--- Supplied data Enclosed Below ---

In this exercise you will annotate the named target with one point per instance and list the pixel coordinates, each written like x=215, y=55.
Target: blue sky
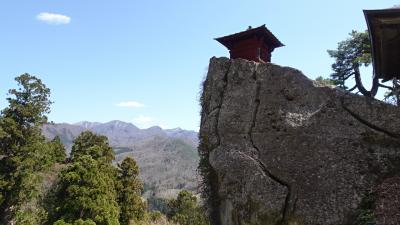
x=151, y=56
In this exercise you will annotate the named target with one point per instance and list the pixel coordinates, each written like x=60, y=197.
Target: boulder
x=286, y=149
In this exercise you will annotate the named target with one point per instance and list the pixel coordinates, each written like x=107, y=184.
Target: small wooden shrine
x=254, y=44
x=384, y=31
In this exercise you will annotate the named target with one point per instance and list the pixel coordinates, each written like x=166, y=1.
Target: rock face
x=284, y=147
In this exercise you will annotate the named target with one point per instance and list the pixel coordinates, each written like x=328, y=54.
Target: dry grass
x=160, y=221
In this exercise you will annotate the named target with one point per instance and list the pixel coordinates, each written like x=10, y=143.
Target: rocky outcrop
x=286, y=148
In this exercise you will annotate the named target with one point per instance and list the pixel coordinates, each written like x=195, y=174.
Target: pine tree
x=184, y=210
x=87, y=188
x=129, y=192
x=24, y=153
x=58, y=149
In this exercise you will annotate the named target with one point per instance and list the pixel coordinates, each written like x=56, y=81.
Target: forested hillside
x=40, y=184
x=167, y=158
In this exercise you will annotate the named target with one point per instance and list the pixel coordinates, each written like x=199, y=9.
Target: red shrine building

--- End of Enclosed Supplied data ---

Problem description |
Transcribe every entry word for word, excluding images.

Reply |
In this exercise you will annotate the named target with one point per instance and list the pixel coordinates, each written like x=215, y=55.
Target: blue sky
x=151, y=56
In this exercise you will annotate the named target with one point per instance and list the pixel coordinates, each written like x=60, y=197.
Target: boulder
x=286, y=149
In this exercise you will annotate the named target with one point per instance and list the pixel coordinates, each written like x=107, y=184.
Target: small wooden shrine
x=254, y=44
x=384, y=31
In this exercise you will annotate the named target with one point per instance and list the pixel coordinates, each written like x=166, y=1.
Target: rock face
x=284, y=147
In this exercise you will annotate the named target with one point per instance and list the pixel coordinates, each written like x=328, y=54.
Target: dry grass
x=160, y=221
In this exercise you will annotate the named target with one point per instance and list the pixel coordinates, each written like x=10, y=143.
Target: rocky outcrop
x=286, y=148
In this exercise you will annotate the named target with one point per instance and list the pixel coordinates, each written like x=195, y=174.
Target: pine tree
x=184, y=210
x=87, y=188
x=129, y=192
x=24, y=153
x=58, y=149
In this exercise you will annotate the named target with one point per instance and list the pixel coordinates, each written like x=56, y=81.
Target: forested hillside
x=40, y=184
x=167, y=158
In this exercise you will annotate the named target with one point per instance and list the pixel coordinates, each written like x=199, y=9.
Target: red shrine building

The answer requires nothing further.